TASK:
Your task is to output the listing word for word, with pictures excluded.

# start of RAW DATA

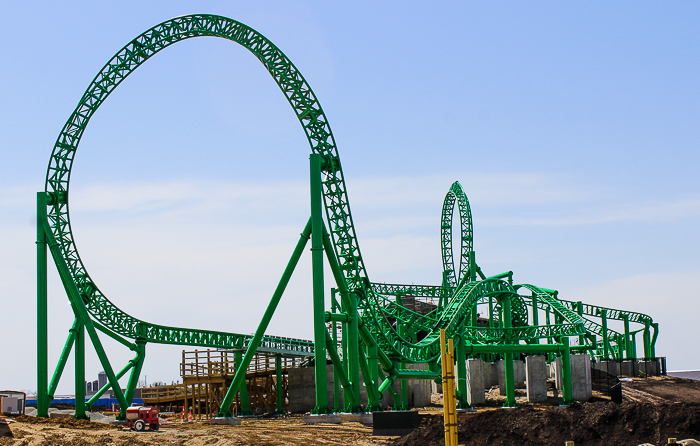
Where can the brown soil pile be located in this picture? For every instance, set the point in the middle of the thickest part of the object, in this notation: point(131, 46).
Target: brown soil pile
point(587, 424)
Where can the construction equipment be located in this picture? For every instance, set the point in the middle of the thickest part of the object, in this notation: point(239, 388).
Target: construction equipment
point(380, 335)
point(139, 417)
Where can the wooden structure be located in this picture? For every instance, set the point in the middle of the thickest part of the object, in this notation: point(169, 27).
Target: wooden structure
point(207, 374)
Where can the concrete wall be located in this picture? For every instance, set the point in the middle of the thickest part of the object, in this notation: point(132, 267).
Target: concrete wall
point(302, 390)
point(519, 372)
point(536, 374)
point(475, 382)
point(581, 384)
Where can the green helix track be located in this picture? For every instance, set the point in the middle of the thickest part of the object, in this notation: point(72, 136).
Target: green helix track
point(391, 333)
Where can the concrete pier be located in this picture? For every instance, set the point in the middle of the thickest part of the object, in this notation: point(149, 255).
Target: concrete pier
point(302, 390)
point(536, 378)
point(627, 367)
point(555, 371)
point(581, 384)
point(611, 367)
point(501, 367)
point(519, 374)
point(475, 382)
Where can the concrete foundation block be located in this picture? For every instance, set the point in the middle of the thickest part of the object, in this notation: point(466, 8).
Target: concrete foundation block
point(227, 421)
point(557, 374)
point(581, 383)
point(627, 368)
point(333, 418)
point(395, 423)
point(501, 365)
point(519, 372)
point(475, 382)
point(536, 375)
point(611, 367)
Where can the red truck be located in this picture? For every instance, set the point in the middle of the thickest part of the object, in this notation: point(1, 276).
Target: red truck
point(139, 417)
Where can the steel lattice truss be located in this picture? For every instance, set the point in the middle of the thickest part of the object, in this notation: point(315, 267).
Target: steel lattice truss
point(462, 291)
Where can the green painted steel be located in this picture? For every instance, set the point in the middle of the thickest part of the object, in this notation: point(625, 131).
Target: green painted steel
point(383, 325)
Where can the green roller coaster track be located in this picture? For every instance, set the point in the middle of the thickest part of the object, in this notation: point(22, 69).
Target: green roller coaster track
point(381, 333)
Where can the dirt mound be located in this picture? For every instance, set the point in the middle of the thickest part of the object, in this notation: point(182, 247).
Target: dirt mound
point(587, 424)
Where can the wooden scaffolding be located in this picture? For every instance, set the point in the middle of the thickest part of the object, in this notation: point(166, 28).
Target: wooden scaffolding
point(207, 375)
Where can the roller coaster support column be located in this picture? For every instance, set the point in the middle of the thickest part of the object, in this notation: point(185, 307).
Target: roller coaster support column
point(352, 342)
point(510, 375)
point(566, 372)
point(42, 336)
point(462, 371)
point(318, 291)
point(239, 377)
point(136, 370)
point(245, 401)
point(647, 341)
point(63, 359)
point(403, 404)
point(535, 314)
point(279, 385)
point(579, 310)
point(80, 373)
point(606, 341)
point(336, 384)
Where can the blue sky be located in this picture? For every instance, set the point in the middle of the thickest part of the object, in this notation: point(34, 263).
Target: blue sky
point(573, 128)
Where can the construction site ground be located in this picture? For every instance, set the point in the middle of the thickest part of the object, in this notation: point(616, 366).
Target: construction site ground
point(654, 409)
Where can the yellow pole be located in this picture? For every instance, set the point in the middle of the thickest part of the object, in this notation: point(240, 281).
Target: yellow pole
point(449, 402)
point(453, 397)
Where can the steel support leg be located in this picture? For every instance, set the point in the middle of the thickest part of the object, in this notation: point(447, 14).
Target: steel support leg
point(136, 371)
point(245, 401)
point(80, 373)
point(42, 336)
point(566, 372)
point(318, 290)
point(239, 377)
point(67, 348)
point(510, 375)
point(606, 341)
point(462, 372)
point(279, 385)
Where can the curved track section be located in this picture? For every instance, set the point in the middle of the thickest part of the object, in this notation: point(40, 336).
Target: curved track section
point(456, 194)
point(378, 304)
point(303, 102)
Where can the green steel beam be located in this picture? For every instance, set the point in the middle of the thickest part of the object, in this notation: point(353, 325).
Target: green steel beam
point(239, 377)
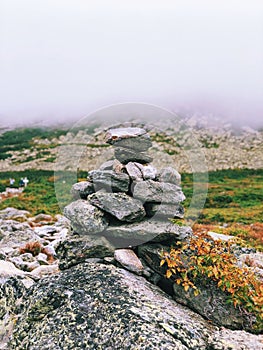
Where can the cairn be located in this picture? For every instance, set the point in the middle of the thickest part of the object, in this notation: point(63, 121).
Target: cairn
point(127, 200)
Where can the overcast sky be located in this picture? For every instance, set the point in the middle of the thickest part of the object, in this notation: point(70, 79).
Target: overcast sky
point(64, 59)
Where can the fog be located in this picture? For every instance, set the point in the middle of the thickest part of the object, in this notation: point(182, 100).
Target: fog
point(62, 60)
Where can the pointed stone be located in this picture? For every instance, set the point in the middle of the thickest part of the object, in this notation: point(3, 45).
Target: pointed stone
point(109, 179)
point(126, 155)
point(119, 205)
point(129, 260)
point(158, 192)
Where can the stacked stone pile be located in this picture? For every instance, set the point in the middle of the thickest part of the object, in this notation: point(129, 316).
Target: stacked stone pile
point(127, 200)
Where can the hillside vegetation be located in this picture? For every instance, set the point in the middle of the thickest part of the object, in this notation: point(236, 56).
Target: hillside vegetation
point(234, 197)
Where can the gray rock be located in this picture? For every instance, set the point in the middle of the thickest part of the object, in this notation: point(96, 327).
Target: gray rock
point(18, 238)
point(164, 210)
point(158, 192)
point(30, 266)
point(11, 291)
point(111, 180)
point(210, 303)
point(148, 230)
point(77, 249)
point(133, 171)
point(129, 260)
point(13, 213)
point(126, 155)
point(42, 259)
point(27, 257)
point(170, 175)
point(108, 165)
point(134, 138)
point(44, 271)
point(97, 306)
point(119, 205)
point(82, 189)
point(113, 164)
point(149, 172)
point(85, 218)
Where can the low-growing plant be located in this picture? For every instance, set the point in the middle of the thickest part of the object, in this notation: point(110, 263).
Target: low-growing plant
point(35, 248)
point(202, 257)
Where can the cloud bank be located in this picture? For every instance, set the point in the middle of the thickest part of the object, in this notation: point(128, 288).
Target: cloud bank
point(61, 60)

# end of RAW DATA

RESPONSE:
Where can the brown soil pile be located in this picture? For every instance, set the point in the middle of the thickest part of the object, in this notation: point(131, 46).
Target: brown soil pile
point(587, 424)
Where can the construction equipment be located in this picture? For every instance, set the point in the middle of the thickest part of the object, in this notation: point(239, 388).
Target: construction equipment
point(380, 335)
point(139, 417)
Where can the wooden structure be located in this picture? For every instance, set the point in the middle of the thickest part of the object, in this notation: point(169, 27).
Target: wooden structure
point(207, 374)
Where can the concrete wall be located in this picture? For every instance, set the point in the middle of the thickest part of the object, in this notation: point(132, 267).
Target: concrete wall
point(302, 390)
point(519, 372)
point(536, 374)
point(475, 382)
point(581, 384)
Where can the green helix track be located in this picture? For every instance, set the point in the middle of the thickest part of the object, in this notation: point(72, 136).
Target: green helix track
point(391, 333)
Where can the concrete pier be located in this picture? For every instance, set the point in the middle of the thickest part of the object, in this notation: point(149, 255).
Target: concrete pier
point(302, 390)
point(536, 378)
point(627, 367)
point(555, 371)
point(581, 384)
point(611, 367)
point(501, 367)
point(519, 374)
point(475, 382)
Where can the concrete foundation block be located in this picture? For every instance, set the point in the middle of the thickest part of the object, in this notation: point(466, 8).
Target: concrete foundation block
point(227, 421)
point(557, 374)
point(581, 383)
point(627, 368)
point(333, 418)
point(395, 423)
point(501, 365)
point(519, 372)
point(475, 382)
point(536, 375)
point(611, 367)
Where can the red truck be located in this picture? For every instance, set the point in the middle of the thickest part of the object, in this notation: point(1, 276).
Target: red truck
point(139, 417)
Where can the steel lattice truss be located in this picture? For every instance, set the point in the middle of the thickest part of the object, in this notation: point(315, 267).
Target: steel lattice truss
point(462, 291)
Where can the green painted steel be located in this picture? For every instance, set the point in the middle of the thickest part of the object, in this notation: point(625, 131).
Target: green painted steel
point(383, 325)
Where can the green roller coaster track be located in this picture? For every instance, set the point in the middle of the thickest part of the object, in this notation: point(22, 69).
Target: green roller coaster track
point(381, 333)
Where can the dirt mound be located in this picture? For every instance, set the point in the middle of the thickest part of the object, in this notation: point(182, 247).
Target: dirt mound
point(587, 424)
Where can the wooden scaffolding be located in this picture? For every instance, set the point in the middle of the thickest part of the object, in this notation: point(166, 28).
Target: wooden scaffolding
point(207, 375)
Where can the roller coaster support column be located in this picture? For every instance, set the point in the middle of the thickest part of the object, in this notation: point(185, 307).
Target: roller coaster support column
point(352, 342)
point(510, 375)
point(566, 372)
point(42, 336)
point(462, 371)
point(318, 291)
point(239, 377)
point(136, 370)
point(245, 401)
point(647, 341)
point(63, 359)
point(403, 404)
point(535, 314)
point(279, 385)
point(579, 310)
point(80, 373)
point(606, 341)
point(336, 384)
Where can the blue sky be located in this picture? For every instance, set the point in the middle of the thickest part of the object, in this notation: point(34, 263).
Target: blue sky
point(573, 128)
Where can the construction site ground be located in this picture? For every instance, set the point in the middle of the thickest part of the object, in this notation: point(616, 366).
Target: construction site ground
point(654, 409)
Where can the yellow pole be located in this picture? For every instance, set the point in the middle of the thickest part of the object, in this notation: point(240, 281).
Target: yellow pole
point(449, 402)
point(453, 397)
Where can the steel support leg be located in this picture? For every instance, set the point in the middle of the thickest part of the object, in this notation: point(447, 14).
Target: steel support leg
point(136, 371)
point(245, 401)
point(80, 373)
point(42, 336)
point(566, 372)
point(318, 290)
point(239, 377)
point(67, 348)
point(510, 375)
point(606, 341)
point(462, 372)
point(279, 385)
Where can the curved track section be located in this picture? For every instance, set the point in the middle of the thickest part of the object, in this notation: point(40, 336).
Target: curved track section
point(456, 194)
point(378, 304)
point(303, 102)
Where can the green steel beam be located in this picture? For every instance, set the point in the middle of the thickest part of the object, in this notation: point(353, 325).
Target: green steel beam
point(239, 377)
Where can the cairn be located in this picture? For every instance, set the point in the middle of the thickest part of the object, in this notation: point(63, 121).
Target: cairn
point(127, 200)
Where can the overcast sky be located in this picture? For every instance, set the point in the middle of the thickest part of the object, in this notation: point(70, 79).
Target: overcast sky
point(64, 59)
Where can the fog be located in this picture? For every instance, set the point in the middle of the thickest part of the object, in this notation: point(182, 100).
Target: fog
point(62, 60)
Where can the pointed stone be located in this picture? For every instance, set the point in the middle of the thickest part of the object, in this notation: point(3, 45).
Target: pointed stone
point(109, 179)
point(126, 155)
point(119, 205)
point(129, 260)
point(158, 192)
Where can the stacked stone pile be located in this picture? For every instance, set the point in the middle of the thickest part of the object, in this notation: point(129, 316).
Target: stacked stone pile
point(127, 200)
Where can the hillside vegetation be located in this picture? For every instance, set the point in the middle of the thickest part of the object, in this notation: point(236, 56).
Target: hillside vegetation
point(234, 197)
Where can the gray rock be located in this picture? For every instance, set the point in the middle of the thickest part of the object, in this notation: point(96, 327).
Target: gray rock
point(18, 238)
point(164, 210)
point(158, 192)
point(30, 266)
point(11, 291)
point(111, 180)
point(210, 303)
point(148, 230)
point(77, 249)
point(133, 171)
point(129, 260)
point(13, 213)
point(126, 155)
point(42, 259)
point(27, 257)
point(170, 175)
point(108, 165)
point(134, 138)
point(44, 271)
point(97, 306)
point(119, 205)
point(82, 189)
point(113, 164)
point(149, 172)
point(85, 218)
Where can the low-growing plant be located in this picture? For every instance, set the point in the middle of the thickest part of the object, in this notation: point(110, 263).
Target: low-growing plant
point(35, 248)
point(202, 257)
Where can the cloud bank be located in this picture? For every instance, set the point in the middle of the thickest part of the object, in this notation: point(128, 288).
Target: cloud bank
point(61, 60)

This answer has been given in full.